Feb 01 2011

Punting the Pundits

“Punting the Pundits” is an Open Thread. It is a selection of editorials and opinions from around the news medium and the internet blogs. The intent is to provide a forum for your reactions and opinions, not just to the opinions presented, but to what ever you find important.

Thanks to ek hornbeck, click on the link and you can access all the past “Punting the Pundits”

Paul Krugman: A Cross of Rubber

Last Saturday, reported The Financial Times, some of the world’s most powerful financial executives were going to hold a private meeting with finance ministers in Davos, the site of the World Economic Forum. The principal demand of the executives, the newspaper suggested, would be that governments “stop banker-bashing.” Apparently bailing bankers out after they precipitated the worst slump since the Great Depression isn’t enough – politicians have to stop hurting their feelings, too.

But the bankers also had a more substantive demand: they want higher interest rates, despite the persistence of very high unemployment in the United States and Europe, because they say that low rates are feeding inflation. And what worries me is the possibility that policy makers might actually take their advice.

To understand the issues, you need to know that we’re in the midst of what the International Monetary Fund calls a “two speed” recovery, in which some countries are speeding ahead, but others – including the United States – have yet to get out of first gear.

Jeremy Scahill: Washington’s Sudden Embrace of Al Jazeera Won’t Erase Past US Crimes Against the Network

If it weren’t for Al Jazeera, much of the unfolding Egyptian revolution would never have been televised. Its Arabic and English language channels have provided the most comprehensive coverage of any network in any language hands-down. Despite the Mubarak regime’s attempts to shut it down, Al Jazeera’s brave reporters and camera crews have persevered. Six Al Jazeera journalists were detained briefly on Monday, their equipment seized. The US responded swiftly to their detention with the State Department calling for their release. “We are concerned by the shutdown of Al Jazeera in Egypt and arrest of its correspondents,” State Department spokesperson PJ Crowley tweeted. “Egypt must be open and the reporters released.”

The Obama White House has been intently monitoring al Jazeera’s coverage of the Egyptian revolt. The network, already famous worldwide, is now a household name in the US. Thousands of Americans-many of whom likely had never watched the network before-are livestreaming Al Jazeera on the internet and over their phones. With a handful of exceptions, most US cities and states have no channel that broadcasts Al Jazeera. That’s because cowardly US cable providers refuse to grant the channel a distribution platform, largely for fear of being perceived as supporting or enabling a network that for years has been portrayed negatively by US officials.

Laura Flanders: Inequality Drives Egyptians to Streets, But Ours Worse

It’s amazing what inequality can drive people to, eventually. Just look at Egypt.

“These big guys are stealing all the money,” one 24-year-old textile worker standing at his second job as a fruit peddler told a reporter this weekend. “People are desperate.”

“I wish we could be like the United States with a democracy, but we cannot,” said another.

And so they protest, regardless of police batons, curfews and shootings. With over a 150 estimated dead, a march of millions is scheduled for Tuesday.

*ITEMS:*
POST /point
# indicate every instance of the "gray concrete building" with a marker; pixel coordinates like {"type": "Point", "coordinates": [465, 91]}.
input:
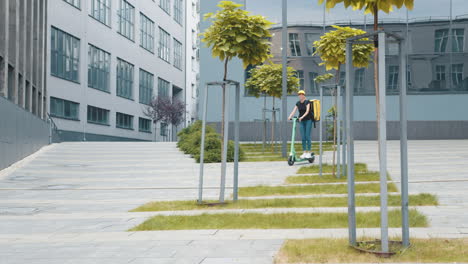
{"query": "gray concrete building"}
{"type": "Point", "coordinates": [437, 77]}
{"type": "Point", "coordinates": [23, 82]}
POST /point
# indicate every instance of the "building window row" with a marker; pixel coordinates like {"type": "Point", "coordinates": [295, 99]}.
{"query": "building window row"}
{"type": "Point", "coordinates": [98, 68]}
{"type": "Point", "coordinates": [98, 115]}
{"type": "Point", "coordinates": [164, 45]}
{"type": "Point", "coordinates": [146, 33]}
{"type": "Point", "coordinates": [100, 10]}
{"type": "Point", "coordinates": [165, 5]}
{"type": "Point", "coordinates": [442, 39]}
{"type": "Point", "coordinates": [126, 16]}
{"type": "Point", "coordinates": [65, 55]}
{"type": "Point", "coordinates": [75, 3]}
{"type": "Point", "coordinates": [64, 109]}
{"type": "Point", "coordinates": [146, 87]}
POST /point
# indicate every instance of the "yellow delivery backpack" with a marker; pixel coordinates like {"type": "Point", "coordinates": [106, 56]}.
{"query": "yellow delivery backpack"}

==

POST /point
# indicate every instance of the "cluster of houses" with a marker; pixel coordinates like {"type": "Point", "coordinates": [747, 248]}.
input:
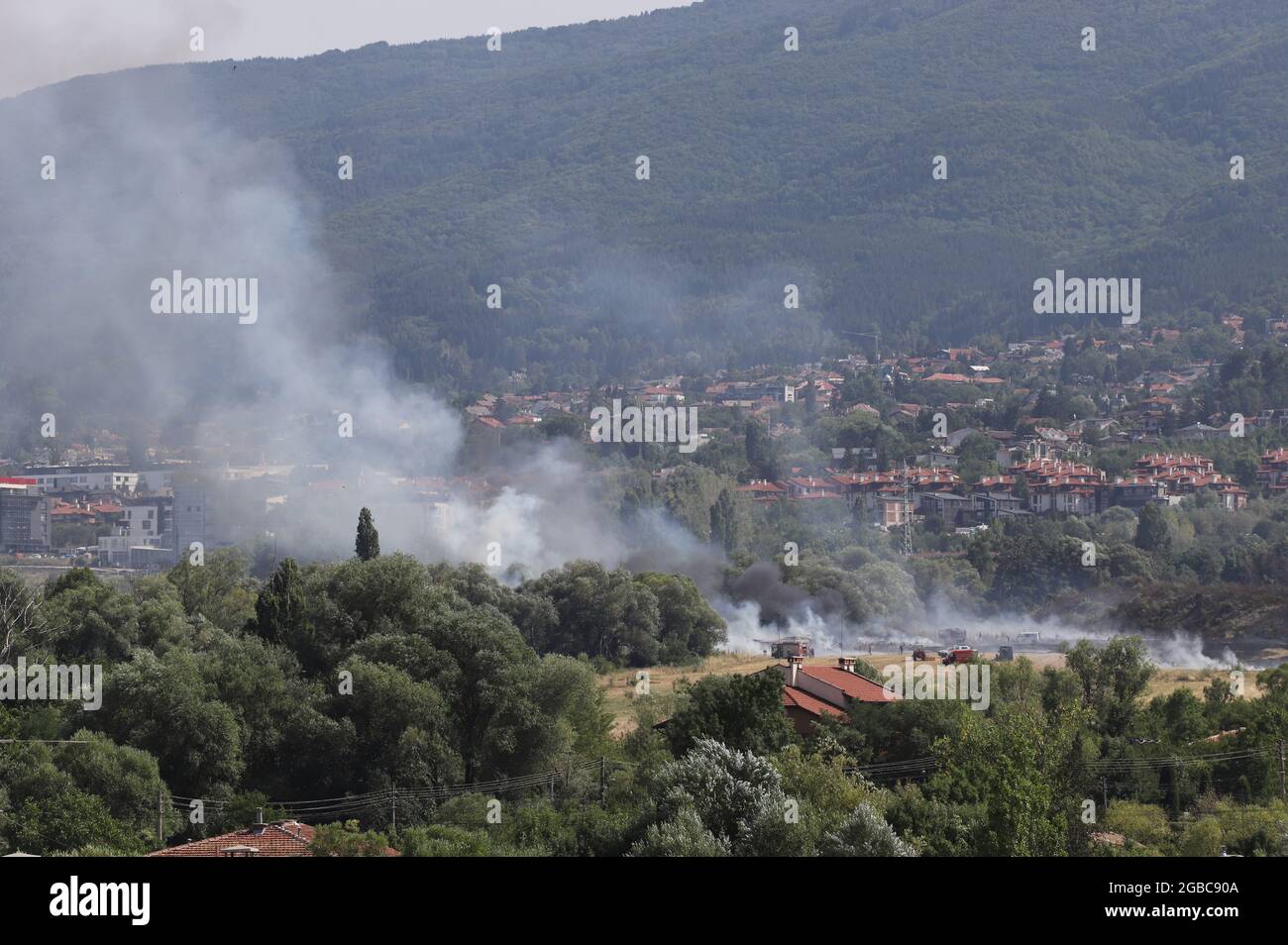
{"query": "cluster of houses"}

*GIVEN INSTRUCTION A:*
Transcribe everything in the Punting the Pundits roundup from "And so they" down to "scheduled for Tuesday.".
*GIVEN INSTRUCTION B:*
Go on with the Punting the Pundits roundup, starting after its last sentence.

*TASK RESPONSE A:*
And so they protest, regardless of police batons, curfews and shootings. With over a 150 estimated dead, a march of millions is scheduled for Tuesday.

*TASK RESPONSE B:*
In spite of what some on Fox News (and the Israel lobby’s camp) sought to argue this weekend, namely that the protests were all the work of Islamist radicals, every report from the ground contradicts that. As in Tunisia, the protesters are driven by fury at poverty, lack of options and the looting of their state by the super-powerful.

It’s an equation we understand-elsewhere: a massive gap between rich and poor is inconsistent with democracy. But before you get carried away with third world conditions there, try here. On Friday a guest blogger at Yves Smith’s Naked Capitalism blog noted a remarkable fact: the US actually has much greater inequality than Egypt-or Tunisia, or Yemen.

Dean Baker: Debts Should be Honored, Except When the Money Is Owed to Working People

This seems to be the lesson that our nation’s leaders are trying to pound home to us. According to the New York Times, members of Congress are secretly running around in closets and back alleys working up a law allowing states to declare bankruptcy.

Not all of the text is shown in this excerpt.